-------- Brano di testo --------

Il dibattito sulla post-verità ci costringe a metterci in gioco
Il tiro al bersaglio sul fenomeno ha prodotto un effetto collaterale: ha messo a nudo le fragilità della critica al relativismo. Mostrando come la nostalgia di un tempo in cui ci sarebbe stata la Verità sia perdente
L’inattualità è un’attitudine particolare, che consiste nell’aver ancora voglia di riflettere su di una questione quando i “professionisti dell’attualità” sembrano averla ormai smembrata ed esaurita. Rientra senz’altro in questa fattispecie il fulmineo e per molti versi grottesco dibattito sulla “post-verità”.
Negli ultimi mesi molti grandi e stimati “pensatori”, riflettendo sulla post-verità, si sono lasciati sedurre da un’antica e congenita allucinazione tipica del Filosofo e della Filosofia: credere che le idee, le cosiddette “filosofie”, abbiano la forza, il potere e il diritto di fondare e dirigere dall’alto la realtà politico-sociale, quando invece è sotto gli occhi di tutti che le cose funzionano esattamente al contrario.

-------- Informazioni fornite --------

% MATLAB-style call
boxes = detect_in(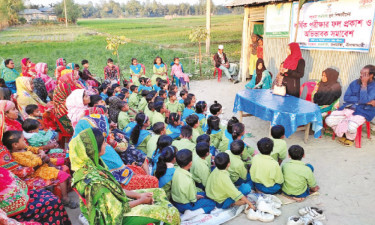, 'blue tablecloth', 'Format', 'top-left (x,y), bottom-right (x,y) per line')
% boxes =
(233, 89), (323, 138)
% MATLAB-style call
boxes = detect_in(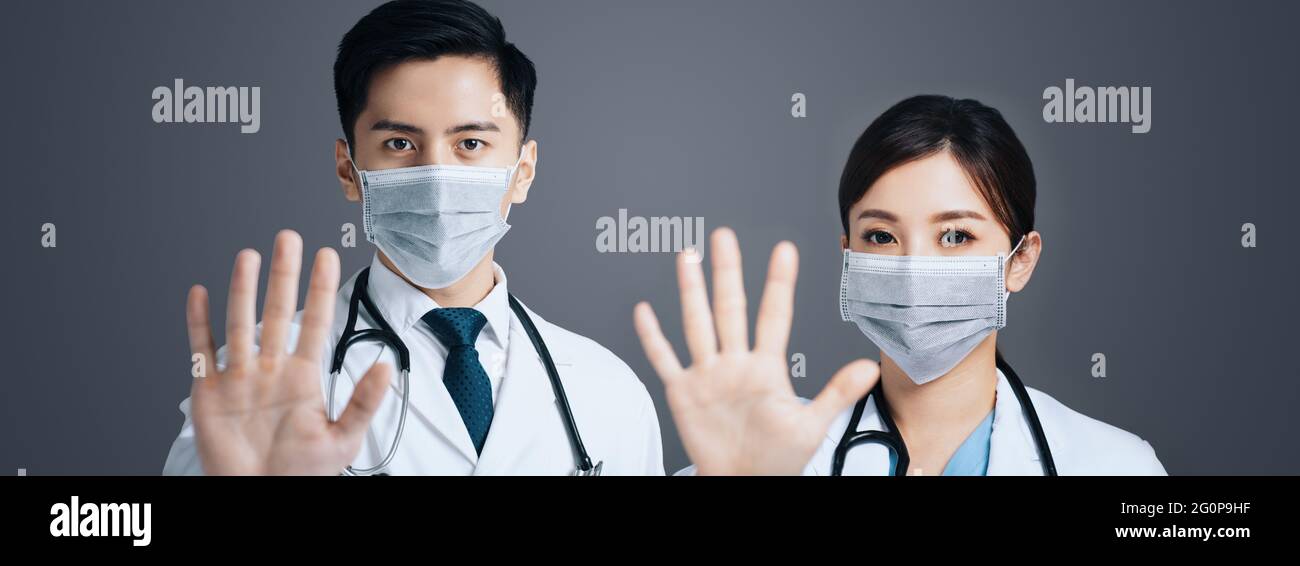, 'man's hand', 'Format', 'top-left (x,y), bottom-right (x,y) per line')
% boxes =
(636, 228), (880, 475)
(186, 230), (389, 475)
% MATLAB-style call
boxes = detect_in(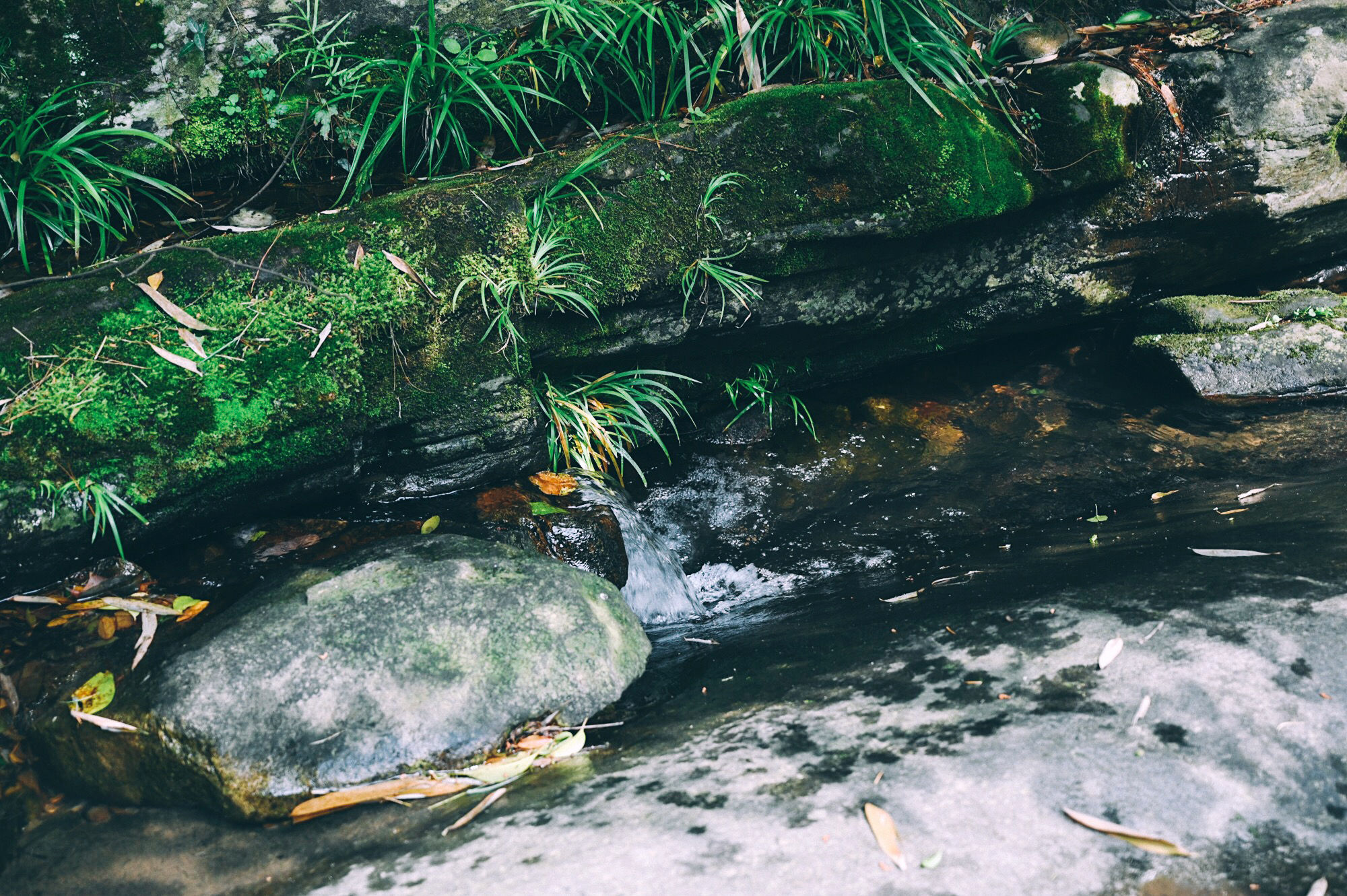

--------

• [Richieste]:
1. Stabilisca se le affermazioni (a), (b) e (c) concordano con il brano sulla post-verità, rispondendo sì o no e citando testualmente le parole decisive: (a) il brano definisce l'inattualità un'attitudine particolare; (b) il brano descrive il dibattito sulla post-verità come lento e ponderato; (c) secondo il brano, le cose funzionano come credono i pensatori, con le idee che dirigono la realtà dall'alto.
2. Scriva il seguito del brano sulla post-verità, riprendendo subito dopo la sua ultima frase.

• [Risposte in ordine]:
1.
(a) Sì: «L’inattualità è un’attitudine particolare».
(b) No: «il fulmineo e per molti versi grottesco dibattito sulla “post-verità”».
(c) No: «le cose funzionano esattamente al contrario».

2.
Le cosiddette “filosofie” sono sempre in ritardo di un tempo rispetto alla vita reale, sono frutti tardivi, ed è forse proprio per questo motivo che alcuni importanti intellettuali se la sono presa così tanto con quell’uomo “medio” (o “infimo”) che, grazie a Internet e a quel che rimane della democrazia, ha cominciato a costruirsi a tentoni, ma autonomamente, le proprie “sciocche” post-verità. Questo atteggiamento di superiorità, in fondo, non è che il riflesso di una pratica “sociale” globalmente diffusa: la caccia all’ “ignorante”. “Ignorante” è diventato l’aggettivo passe par tout che posso affibbiare a tutti coloro che non riesco a capire, a tutti quelli che ritengo indegni di prendere la parola semplicemente perché non la pensano - o non si informano - come me.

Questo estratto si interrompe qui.